### SELECTED PASSAGE
○ ○ ○ ○ ○ ○ ○

My classroom had three walls of slate chalkboards. Throughout my grade school years, I did almost all my lessons — vocabulary, arithmetic, sentence structure, verb tense — at the board.


Working at the board provided the involvement and precision of one-on-one coaching. In addition, that format prevented a lot of squirrelly behavior because it enabled us to get out of our seats, stretch our legs, and do something.


A half-dozen times a day, I’d hear the teacher announce the beginning of a lesson by saying, “All right class, let’s all go to the board.”


Imagine the lesson was math. She would write a problem on the board, and we would copy it. Then she would say, “Class, let’s do this first problem nice and slow so we all get it.”


The teacher would explain and model step one, and then we would do step one. It was easy for her to monitor our work from the front of the class because it was written large in chalk.


Corrective feedback was given immediately, often by way of partner pairs standing next to each other. “Robert, would you check your partners multiplication on that last step?”

○ ○ ○ ○ ○ ○ ○

### INFORMATION PROVIDED
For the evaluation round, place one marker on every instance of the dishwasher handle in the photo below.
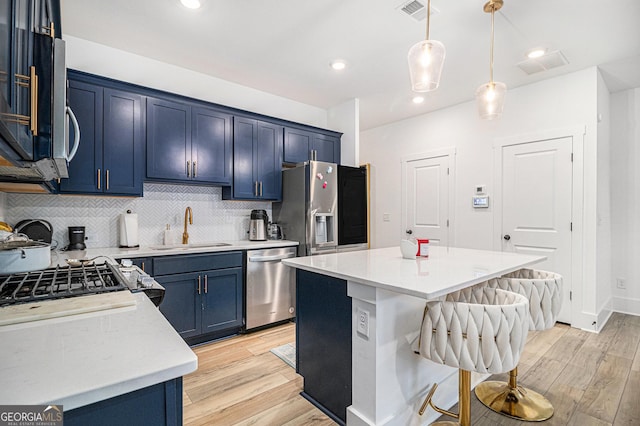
(258, 258)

○ ○ ○ ○ ○ ○ ○

### EXERCISE SET
[a] According to the passage about chalkboard lessons, how many walls of the classroom had slate chalkboards?
[b] Do these statements agree with the passage about chalkboard lessons? Answer yes or no for each, and quote the words that decide it.
(i) The teacher checked the students' work from the back of the room.
(ii) Working at the board let students leave their seats.
(iii) Students were corrected at the end of each lesson.
[c] Sum up the passage about chalkboard lessons in two sentences.

### SOLUTIONS BELOW
[a] Three walls.

[b]
(i) No: "It was easy for her to monitor our work from the front of the class because it was written large in chalk."
(ii) Yes: "it enabled us to get out of our seats, stretch our legs, and do something."
(iii) No: "Corrective feedback was given immediately, often by way of partner pairs standing next to each other."

[c] Throughout grade school, the writer did almost all lessons at slate chalkboards, which gave the close attention of one-on-one coaching and cut down on restless behavior by letting students stand and move. The teacher would write a problem, model each step for the class to copy, watch the large chalk work from the front, and give immediate correction, often through partners standing side by side.